Source data:
□ □ □ □
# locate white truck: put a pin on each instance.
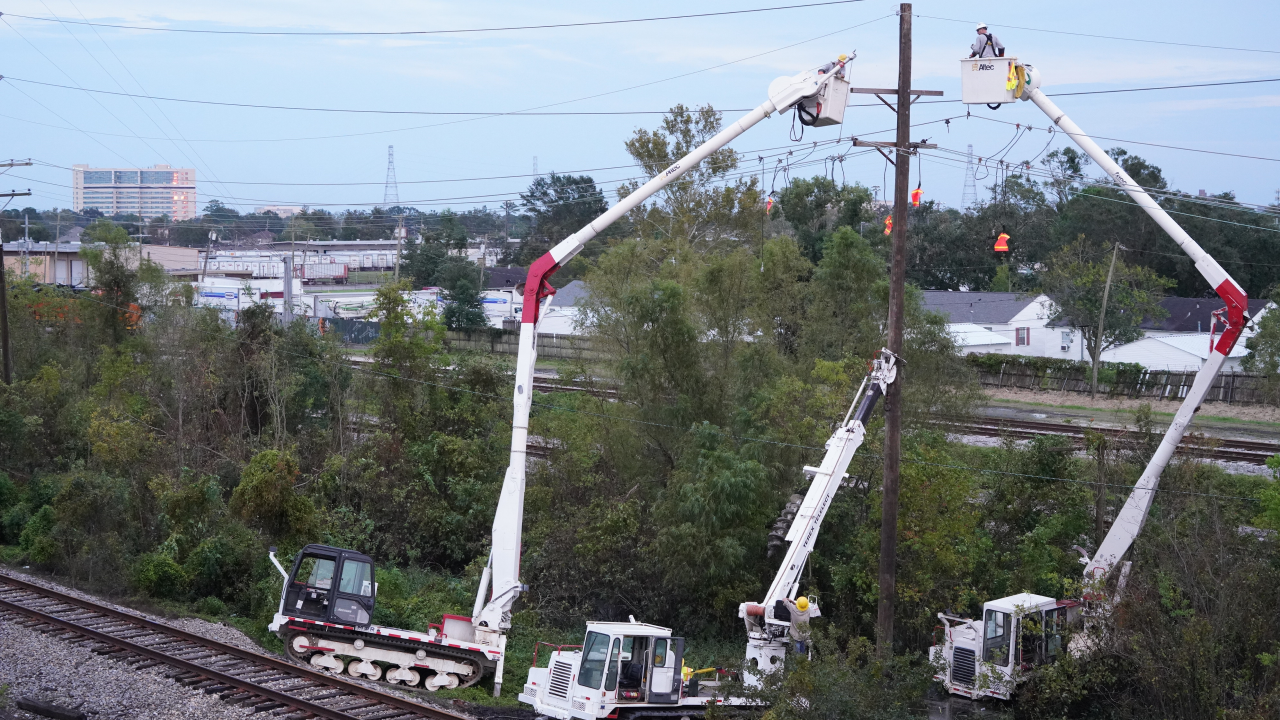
(327, 605)
(990, 655)
(624, 669)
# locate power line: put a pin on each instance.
(535, 112)
(649, 423)
(460, 31)
(1091, 35)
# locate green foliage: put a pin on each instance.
(816, 208)
(1075, 277)
(266, 499)
(465, 309)
(159, 575)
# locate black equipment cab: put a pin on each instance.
(330, 584)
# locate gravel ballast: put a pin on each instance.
(44, 668)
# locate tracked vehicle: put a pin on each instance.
(324, 620)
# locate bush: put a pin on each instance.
(265, 496)
(35, 538)
(211, 606)
(223, 565)
(159, 575)
(13, 522)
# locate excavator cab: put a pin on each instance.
(330, 584)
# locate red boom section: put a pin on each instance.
(536, 288)
(1237, 302)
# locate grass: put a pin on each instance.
(1118, 411)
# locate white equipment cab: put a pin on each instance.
(625, 669)
(988, 656)
(328, 598)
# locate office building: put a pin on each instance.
(147, 192)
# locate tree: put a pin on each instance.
(1074, 278)
(465, 309)
(702, 208)
(817, 206)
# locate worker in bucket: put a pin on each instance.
(800, 613)
(987, 44)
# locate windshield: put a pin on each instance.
(594, 654)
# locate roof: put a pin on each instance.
(503, 277)
(960, 306)
(968, 335)
(1022, 600)
(572, 294)
(629, 629)
(1193, 314)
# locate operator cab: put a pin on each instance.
(330, 584)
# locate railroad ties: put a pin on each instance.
(240, 677)
(1230, 450)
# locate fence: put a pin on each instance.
(507, 342)
(1230, 387)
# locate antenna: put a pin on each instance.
(391, 196)
(970, 182)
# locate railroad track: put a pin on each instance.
(238, 677)
(1216, 449)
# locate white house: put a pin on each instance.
(1019, 319)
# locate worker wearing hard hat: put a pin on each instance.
(801, 610)
(987, 44)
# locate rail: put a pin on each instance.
(240, 677)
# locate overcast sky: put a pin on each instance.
(494, 72)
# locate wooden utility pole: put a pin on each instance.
(1102, 318)
(896, 290)
(4, 327)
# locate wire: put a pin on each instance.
(533, 112)
(1141, 142)
(649, 423)
(1112, 37)
(401, 32)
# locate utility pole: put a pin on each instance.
(4, 327)
(1102, 318)
(288, 291)
(896, 288)
(400, 236)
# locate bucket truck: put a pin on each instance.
(771, 621)
(328, 597)
(988, 656)
(624, 669)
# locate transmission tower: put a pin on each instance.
(970, 182)
(391, 196)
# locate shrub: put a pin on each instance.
(210, 606)
(265, 496)
(159, 575)
(35, 538)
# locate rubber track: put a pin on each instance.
(324, 696)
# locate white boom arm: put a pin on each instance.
(503, 569)
(1132, 516)
(766, 632)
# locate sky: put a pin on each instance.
(248, 158)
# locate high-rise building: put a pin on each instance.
(147, 192)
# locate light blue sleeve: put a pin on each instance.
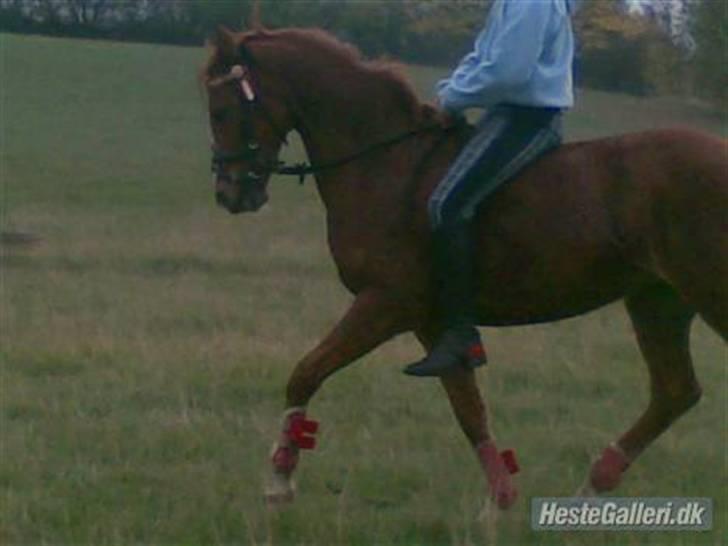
(504, 57)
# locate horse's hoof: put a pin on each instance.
(280, 491)
(606, 472)
(586, 489)
(506, 496)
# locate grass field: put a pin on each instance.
(147, 340)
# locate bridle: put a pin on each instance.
(240, 77)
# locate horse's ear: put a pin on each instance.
(226, 44)
(255, 21)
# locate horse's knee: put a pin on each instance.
(672, 403)
(301, 386)
(606, 472)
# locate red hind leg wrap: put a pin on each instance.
(606, 472)
(498, 468)
(296, 435)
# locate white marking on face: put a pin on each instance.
(247, 90)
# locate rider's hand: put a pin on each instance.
(450, 118)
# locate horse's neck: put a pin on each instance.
(340, 126)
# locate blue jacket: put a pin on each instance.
(523, 56)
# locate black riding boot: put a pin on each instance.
(459, 345)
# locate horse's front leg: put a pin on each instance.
(373, 318)
(472, 415)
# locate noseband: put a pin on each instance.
(251, 152)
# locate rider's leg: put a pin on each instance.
(507, 140)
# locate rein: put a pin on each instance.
(303, 169)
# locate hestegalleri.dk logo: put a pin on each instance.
(621, 514)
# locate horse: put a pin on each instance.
(639, 217)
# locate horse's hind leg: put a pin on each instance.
(471, 413)
(662, 324)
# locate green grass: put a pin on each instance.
(147, 341)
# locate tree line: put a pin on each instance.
(616, 51)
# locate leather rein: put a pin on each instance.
(249, 101)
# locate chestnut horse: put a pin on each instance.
(640, 217)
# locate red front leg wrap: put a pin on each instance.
(296, 435)
(498, 468)
(606, 473)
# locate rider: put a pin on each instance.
(521, 70)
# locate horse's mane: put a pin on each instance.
(318, 43)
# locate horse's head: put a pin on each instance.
(248, 121)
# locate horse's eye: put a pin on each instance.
(218, 116)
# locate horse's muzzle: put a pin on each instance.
(238, 196)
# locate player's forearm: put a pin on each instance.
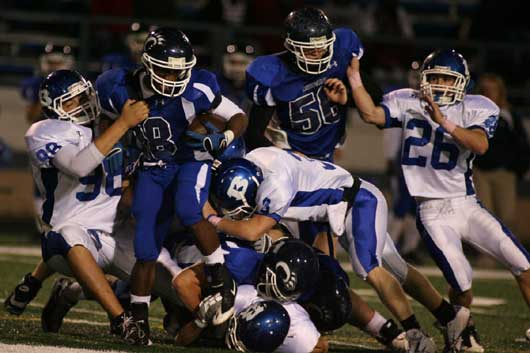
(240, 229)
(111, 136)
(473, 140)
(238, 124)
(78, 163)
(369, 112)
(188, 334)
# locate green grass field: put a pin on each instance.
(501, 326)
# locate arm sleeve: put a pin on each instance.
(274, 197)
(259, 118)
(392, 108)
(78, 163)
(484, 117)
(227, 109)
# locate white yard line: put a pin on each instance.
(24, 348)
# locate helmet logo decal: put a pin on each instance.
(252, 311)
(176, 61)
(44, 97)
(289, 280)
(238, 188)
(317, 39)
(154, 39)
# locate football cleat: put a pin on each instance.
(221, 281)
(57, 306)
(393, 337)
(471, 340)
(22, 295)
(419, 342)
(455, 328)
(130, 330)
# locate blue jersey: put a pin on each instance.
(29, 88)
(313, 124)
(168, 119)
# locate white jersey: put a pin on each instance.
(302, 336)
(434, 165)
(300, 188)
(90, 201)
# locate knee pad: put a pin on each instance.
(189, 214)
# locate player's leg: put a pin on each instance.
(147, 201)
(74, 251)
(193, 184)
(27, 289)
(489, 235)
(364, 240)
(453, 319)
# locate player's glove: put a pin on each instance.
(208, 307)
(263, 244)
(214, 142)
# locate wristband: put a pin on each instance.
(355, 80)
(229, 136)
(213, 219)
(448, 125)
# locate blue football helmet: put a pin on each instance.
(62, 86)
(235, 186)
(309, 29)
(329, 306)
(445, 62)
(261, 327)
(168, 51)
(289, 269)
(236, 149)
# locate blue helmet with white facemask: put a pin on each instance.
(289, 269)
(260, 327)
(235, 186)
(450, 63)
(62, 86)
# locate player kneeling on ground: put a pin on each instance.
□ □ □ □
Your job is to reproduce the material exactly. Keep pictures out of it.

Problem solution:
# locate white truck: put a pin on each instance.
(327, 605)
(990, 655)
(624, 669)
# locate power line: put a pin on each instance.
(535, 112)
(649, 423)
(460, 31)
(1091, 35)
# locate green foliage: put a pin on each instance.
(816, 208)
(1075, 277)
(266, 499)
(465, 309)
(159, 575)
# locate black equipment cab: put a pin on each instance.
(330, 584)
# locate gravel ballast: put a pin on each instance.
(44, 668)
# locate tracked vehicle: put a pin on each instance.
(324, 620)
# locate bush: put a pin on each instance.
(265, 496)
(35, 538)
(211, 606)
(223, 565)
(159, 575)
(13, 522)
# locate excavator cab: put a pin on each instance.
(330, 584)
# locate red boom section: put a pin on each instance.
(536, 288)
(1237, 302)
# locate grass: put a pin on each instance.
(1118, 411)
# locate white equipment cab: put a pin on each instance.
(625, 669)
(988, 656)
(328, 598)
# locate office building: put a pin on each instance.
(147, 192)
# locate tree: put a pin on each instance.
(1074, 278)
(465, 309)
(702, 208)
(817, 206)
# locate worker in bucket: put a pin on each instance.
(800, 613)
(987, 44)
# locate windshield: put a pin on each instance.
(594, 654)
# locate roof: put a pin on each instance.
(503, 277)
(960, 306)
(968, 335)
(1022, 600)
(572, 294)
(629, 629)
(1193, 314)
# locate operator cab: put a pin on each instance.
(330, 584)
# locate railroad ties: put a pin on each instance.
(240, 677)
(1230, 450)
# locate fence: put a pin on each instance.
(507, 342)
(1230, 387)
# locate antenna: put a pin on each instance.
(391, 196)
(970, 182)
# locate railroad track: put a pin on each instance.
(238, 677)
(1216, 449)
# locate white house: put a pin on each instance.
(1019, 319)
# locate worker wearing hard hat: put a pin on each instance.
(801, 610)
(987, 44)
# locate rail: put a pin on each instance.
(240, 677)
# locate overcast sky: put a pin on each instance.
(494, 72)
# locate wooden utility pole: put a pin on each instance.
(1102, 318)
(896, 290)
(4, 327)
# locate wire: put a pin on each instance.
(533, 112)
(1141, 142)
(649, 423)
(1112, 37)
(401, 32)
# locate utility pole: put a pin on each instance.
(4, 327)
(1102, 318)
(288, 291)
(896, 288)
(400, 236)
# locate bucket truck: put a pin on each instance.
(771, 621)
(328, 597)
(988, 656)
(624, 669)
# locate transmission tower: put a pin on each instance.
(970, 182)
(391, 196)
# locate shrub: put a pin on each instance.
(210, 606)
(265, 496)
(159, 575)
(35, 538)
# locate rubber track: put a pin on each instance.
(324, 696)
# locate white boom arm: put a pin on each instance.
(503, 569)
(1132, 516)
(766, 632)
# locate sky: put a pin on each instance.
(248, 158)
# locate high-rise building: put a pin on each instance.
(147, 192)
# locate light blue sleeve: put a pin on each instance.
(504, 57)
# locate horse's hoof: put a pin on each instance.
(280, 491)
(606, 472)
(586, 489)
(506, 496)
# locate grass field: put a pin on each instance.
(147, 340)
# locate bridle: put a pin on each instance.
(240, 77)
# locate horse's ear: put a pin on each instance.
(226, 44)
(255, 21)
# locate horse's knee: put a pin on each instance.
(672, 403)
(301, 386)
(606, 472)
# locate red hind leg wrap: put a pin on each instance.
(606, 472)
(498, 468)
(296, 435)
# locate white marking on face: put a pin on each instance.
(247, 90)
# locate rider's hand: put a pin on each instance.
(450, 118)
# locate horse's neck: put a pin on each instance.
(340, 126)
# locate blue jacket: put a pin on each instance.
(523, 56)
# locate black riding boot: put a pin on each instance.
(459, 345)
# locate horse's front leg: put a pin on each instance.
(373, 318)
(472, 415)
# locate noseband: put a pin on each instance.
(251, 152)
# locate rider's leg: put a pin on each instance.
(507, 140)
# locate rein: put a pin on each instance.
(303, 169)
# locate hestegalleri.dk logo: put a pin on each instance.
(621, 514)
# locate horse: put a pin on each instance.
(639, 217)
# locate horse's hind leg: put a pin on each instance.
(471, 413)
(662, 324)
# locate green grass: put a pin on each instance.
(147, 341)
# locate tree line: put a pin on each instance.
(616, 51)
# locate leather rein: put a pin on each instance.
(249, 101)
# locate chestnut horse: put a pin on each instance.
(640, 217)
# locate red front leg wrap: put a pin on each instance.
(296, 435)
(498, 468)
(606, 473)
# locate rider: put a pin on each instance.
(521, 70)
# locate horse's mane: put a pin on each instance.
(318, 43)
# locate horse's head: put a pin on each instance.
(248, 121)
# locate horse's eye: put a pin on each instance.
(218, 116)
# locate horse's muzzle: put a pin on each instance.
(238, 196)
# locate player's forearm: put a pin on each instance.
(240, 229)
(111, 136)
(473, 140)
(238, 124)
(78, 163)
(369, 112)
(188, 334)
# locate green grass field: put a pin on each instance.
(501, 326)
# locate arm sleeve: put a pin on each instance.
(274, 197)
(259, 118)
(392, 108)
(78, 163)
(484, 117)
(227, 109)
# locate white yard line: put a pin on each instance.
(24, 348)
# locate helmet logo decal: put a pin on each instance.
(252, 311)
(176, 61)
(44, 97)
(289, 280)
(238, 188)
(317, 39)
(154, 39)
# locate football cleat: put a pin on each instance.
(221, 281)
(57, 306)
(393, 337)
(471, 340)
(22, 295)
(419, 342)
(455, 328)
(130, 330)
# locate blue jersey: put a pin on each instance.
(29, 88)
(313, 124)
(168, 119)
# locate white jersey: put a pin on each instance.
(302, 336)
(434, 165)
(300, 188)
(90, 201)
# locate knee pad: put a pin on each instance.
(189, 214)
# locate player's leg: put a pin on each instance.
(147, 201)
(74, 251)
(193, 184)
(27, 289)
(489, 235)
(364, 240)
(453, 319)
# locate player's glove: put a pin on each instance.
(208, 307)
(263, 244)
(214, 142)
# locate wristband: put a pin on each instance.
(355, 80)
(229, 136)
(213, 219)
(448, 125)
# locate blue football helmet: put a pin on each instance.
(62, 86)
(235, 186)
(309, 29)
(329, 306)
(445, 62)
(261, 327)
(168, 51)
(289, 269)
(236, 149)
# locate blue helmet with white facemask: put a pin on each instance.
(289, 269)
(260, 327)
(235, 186)
(450, 63)
(62, 86)
# locate player kneeling on ground: put a pin on each instance.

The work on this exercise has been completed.